Document section:
------------------------

Decision tree
Internals / Decision tree

Choosing a database

The most-asked question in any system-design round, and the one most candidates answer with "I'd use Postgres" without showing why. A decision tree that gets to a named system in five questions, plus an honest look at the alternatives, because in real life the wrong choice is a multi-quarter rewrite, not a five-second regret.


The first question — what's the access pattern?

Everything else hangs off this. Five access patterns that map cleanly onto storage families:

OLTP — when the answer is "Postgres"

Online transaction processing. Many small reads and writes, foreign keys, multi-statement transactions, joins. The default for almost any product database. Default to Postgres unless you can defend something else.

ChoiceWhenTrade-off
PostgresDefault. Up to ~50K writes/s on a single primary; vertical scale to ~10 TB without sharding.Single-region; vertical scaling has a ceiling.
MySQLExisting investment, MySQL tooling, or specific replication needs.Less rich SQL than Postgres; isolation defaults are weaker.
CockroachDB / YugabyteDBNeed horizontal scale + transactions + multi-region and Postgres-compatible SQL.~5× the cost of Postgres; harder to operate.
Spanner / AlloyDBYou're on GCP and need globally consistent transactions.Cloud lock-in; SQL surface less rich than Postgres.
RDS AuroraYou're on AWS and want Postgres-or-MySQL with managed HA.Same Postgres, more $; storage is faster than self-managed.
Don't reach for distributed SQL too early. Postgres handles 99% of OLTP workloads on a single node. The interesting threshold isn't transactions per second; it's "do we need cross-region writes". Until you cross that line, single-primary Postgres + read replicas is faster, cheaper, and easier to debug.

KV — when the answer is "DynamoDB" (or Cassandra, or Redis)

Pure key-value access: get, put, delete by key. No joins, no range scans, no transactions across keys. The shape that scales horizontally with the least fuss.

ChoiceWhenTrade-off
DynamoDBYou're on AWS, want managed, want serverless billing. The default cloud KV.Per-item cost adds up; transactions exist but are limited.
Cassandra / ScyllaDBSelf-host, multi-region, very high write throughput (millions/s).Operational complexity; tombstone GC; eventual consistency.
RedisIn-memory; sub-millisecond reads; ephemeral or cache-shaped data.RAM-bound; single-thread per shard means hot keys hurt.
FoundationDBNeed ACID transactions on KV at scale. Apple iCloud uses it.Smaller community; the layer model means apps rebuild conventions.

------------------------

Records for the task:
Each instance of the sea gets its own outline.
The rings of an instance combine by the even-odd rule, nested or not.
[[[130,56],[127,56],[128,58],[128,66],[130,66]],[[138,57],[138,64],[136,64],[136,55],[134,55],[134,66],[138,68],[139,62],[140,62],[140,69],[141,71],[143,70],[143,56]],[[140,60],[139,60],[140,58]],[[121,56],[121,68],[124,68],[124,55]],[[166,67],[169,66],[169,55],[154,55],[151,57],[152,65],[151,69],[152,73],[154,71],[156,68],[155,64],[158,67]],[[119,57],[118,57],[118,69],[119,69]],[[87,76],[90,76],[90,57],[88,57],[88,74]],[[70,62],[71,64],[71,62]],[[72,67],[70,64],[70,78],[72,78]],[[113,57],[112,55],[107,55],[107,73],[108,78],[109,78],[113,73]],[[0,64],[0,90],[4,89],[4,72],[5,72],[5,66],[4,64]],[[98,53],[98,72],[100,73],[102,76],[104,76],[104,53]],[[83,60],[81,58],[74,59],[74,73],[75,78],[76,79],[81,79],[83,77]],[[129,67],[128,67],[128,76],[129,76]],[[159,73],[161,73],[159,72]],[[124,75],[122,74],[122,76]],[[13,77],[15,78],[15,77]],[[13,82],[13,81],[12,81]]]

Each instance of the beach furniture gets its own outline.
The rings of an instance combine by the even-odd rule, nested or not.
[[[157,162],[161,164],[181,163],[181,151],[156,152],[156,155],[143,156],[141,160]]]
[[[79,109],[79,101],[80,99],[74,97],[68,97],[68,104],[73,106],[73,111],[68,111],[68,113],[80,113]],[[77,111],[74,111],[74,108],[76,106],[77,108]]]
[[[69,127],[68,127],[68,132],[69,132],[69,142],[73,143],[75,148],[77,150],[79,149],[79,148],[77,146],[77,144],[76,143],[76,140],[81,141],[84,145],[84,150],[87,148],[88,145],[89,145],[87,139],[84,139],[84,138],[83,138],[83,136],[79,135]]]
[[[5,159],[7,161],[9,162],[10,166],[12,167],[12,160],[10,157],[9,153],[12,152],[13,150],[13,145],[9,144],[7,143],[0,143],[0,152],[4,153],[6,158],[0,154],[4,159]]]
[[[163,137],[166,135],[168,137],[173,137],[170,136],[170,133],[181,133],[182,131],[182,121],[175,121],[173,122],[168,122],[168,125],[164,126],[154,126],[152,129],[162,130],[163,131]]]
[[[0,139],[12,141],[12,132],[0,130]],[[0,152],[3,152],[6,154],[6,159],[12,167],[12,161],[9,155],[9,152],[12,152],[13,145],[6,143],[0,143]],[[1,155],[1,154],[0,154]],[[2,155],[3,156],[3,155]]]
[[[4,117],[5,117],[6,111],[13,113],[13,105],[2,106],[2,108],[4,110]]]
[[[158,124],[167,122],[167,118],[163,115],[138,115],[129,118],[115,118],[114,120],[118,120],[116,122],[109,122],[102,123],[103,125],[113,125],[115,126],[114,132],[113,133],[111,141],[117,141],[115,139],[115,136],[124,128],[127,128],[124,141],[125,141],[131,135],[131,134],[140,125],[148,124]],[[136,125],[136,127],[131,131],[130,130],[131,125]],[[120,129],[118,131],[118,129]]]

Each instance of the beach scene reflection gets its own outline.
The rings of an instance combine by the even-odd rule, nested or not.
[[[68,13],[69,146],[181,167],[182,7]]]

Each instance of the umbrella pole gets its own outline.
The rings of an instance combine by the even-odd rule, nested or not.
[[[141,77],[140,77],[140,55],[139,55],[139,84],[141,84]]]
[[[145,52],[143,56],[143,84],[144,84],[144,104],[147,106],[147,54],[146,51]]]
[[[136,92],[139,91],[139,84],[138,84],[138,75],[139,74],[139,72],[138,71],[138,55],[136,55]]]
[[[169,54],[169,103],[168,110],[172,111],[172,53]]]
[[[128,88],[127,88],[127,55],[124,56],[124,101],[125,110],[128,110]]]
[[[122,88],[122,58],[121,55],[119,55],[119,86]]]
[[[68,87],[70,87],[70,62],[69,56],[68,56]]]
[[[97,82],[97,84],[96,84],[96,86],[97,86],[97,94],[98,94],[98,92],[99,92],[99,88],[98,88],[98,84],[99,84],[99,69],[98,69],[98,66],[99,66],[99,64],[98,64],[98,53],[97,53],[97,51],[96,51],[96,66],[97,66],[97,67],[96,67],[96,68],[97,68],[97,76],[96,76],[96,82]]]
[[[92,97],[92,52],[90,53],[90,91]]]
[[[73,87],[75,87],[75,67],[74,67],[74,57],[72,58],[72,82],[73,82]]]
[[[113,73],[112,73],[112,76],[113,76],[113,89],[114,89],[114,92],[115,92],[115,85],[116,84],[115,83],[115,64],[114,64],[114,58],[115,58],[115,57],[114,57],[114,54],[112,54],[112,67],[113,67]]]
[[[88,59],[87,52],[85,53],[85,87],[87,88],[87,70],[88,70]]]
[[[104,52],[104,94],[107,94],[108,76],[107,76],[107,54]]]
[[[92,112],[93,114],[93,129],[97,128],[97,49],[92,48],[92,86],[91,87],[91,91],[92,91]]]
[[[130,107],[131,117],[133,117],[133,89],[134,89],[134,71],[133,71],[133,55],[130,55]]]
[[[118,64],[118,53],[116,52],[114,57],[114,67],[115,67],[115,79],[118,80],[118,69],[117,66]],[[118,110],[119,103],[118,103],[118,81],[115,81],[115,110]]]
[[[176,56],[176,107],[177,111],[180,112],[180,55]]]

------------------------

Objective 1:
Reproduce the part of the database-selection text between "Don't reach for" and "Cassandra, or Redis)", inclusive, substituting "standby replicas" for "read replicas" wherever it occurs.
Objective 2:
Express the records between the line holding "Each instance of the beach scene" and the end of the records, inclusive, as a JSON list of strings, one string per line, omitting blank lines.

Full answer 1:
Don't reach for distributed SQL too early. Postgres handles 99% of OLTP workloads on a single node. The interesting threshold isn't transactions per second; it's "do we need cross-region writes". Until you cross that line, single-primary Postgres + standby replicas is faster, cheaper, and easier to debug.

KV — when the answer is "DynamoDB" (or Cassandra, or Redis)

Full answer 2:
[
  "Each instance of the beach scene reflection gets its own outline.",
  "The rings of an instance combine by the even-odd rule, nested or not.",
  "[[[68,13],[69,146],[181,167],[182,7]]]",
  "Each instance of the umbrella pole gets its own outline.",
  "The rings of an instance combine by the even-odd rule, nested or not.",
  "[[[141,77],[140,77],[140,55],[139,55],[139,84],[141,84]]]",
  "[[[145,52],[143,56],[143,84],[144,84],[144,104],[147,106],[147,54],[146,51]]]",
  "[[[136,92],[139,91],[139,84],[138,84],[138,75],[139,74],[139,72],[138,71],[138,55],[136,55]]]",
  "[[[169,54],[169,103],[168,110],[172,111],[172,53]]]",
  "[[[128,88],[127,88],[127,55],[124,56],[124,101],[125,110],[128,110]]]",
  "[[[122,88],[122,58],[121,55],[119,55],[119,86]]]",
  "[[[68,87],[70,87],[70,62],[69,56],[68,56]]]",
  "[[[97,82],[97,84],[96,84],[96,86],[97,86],[97,94],[98,94],[98,92],[99,92],[99,88],[98,88],[98,84],[99,84],[99,69],[98,69],[98,66],[99,66],[99,64],[98,64],[98,53],[97,53],[97,51],[96,51],[96,66],[97,66],[97,67],[96,67],[96,68],[97,68],[97,76],[96,76],[96,82]]]",
  "[[[92,97],[92,52],[90,53],[90,91]]]",
  "[[[73,87],[75,87],[75,67],[74,67],[74,57],[72,58],[72,82],[73,82]]]",
  "[[[113,73],[112,73],[112,76],[113,76],[113,89],[114,89],[114,92],[115,92],[115,85],[116,84],[115,83],[115,64],[114,64],[114,58],[115,58],[115,57],[114,57],[114,54],[112,54],[112,67],[113,67]]]",
  "[[[88,59],[87,52],[85,53],[85,87],[87,88],[87,70],[88,70]]]",
  "[[[104,52],[104,94],[107,94],[108,76],[107,76],[107,54]]]",
  "[[[92,112],[93,114],[93,129],[97,128],[97,49],[92,48],[92,86],[91,87],[91,91],[92,91]]]",
  "[[[130,107],[131,117],[133,117],[133,89],[134,89],[134,71],[133,71],[133,55],[130,55]]]",
  "[[[118,64],[118,53],[116,52],[114,57],[114,67],[115,67],[115,79],[118,80],[118,69],[117,66]],[[118,110],[119,103],[118,103],[118,81],[115,81],[115,110]]]",
  "[[[176,56],[176,107],[177,111],[180,112],[180,55]]]"
]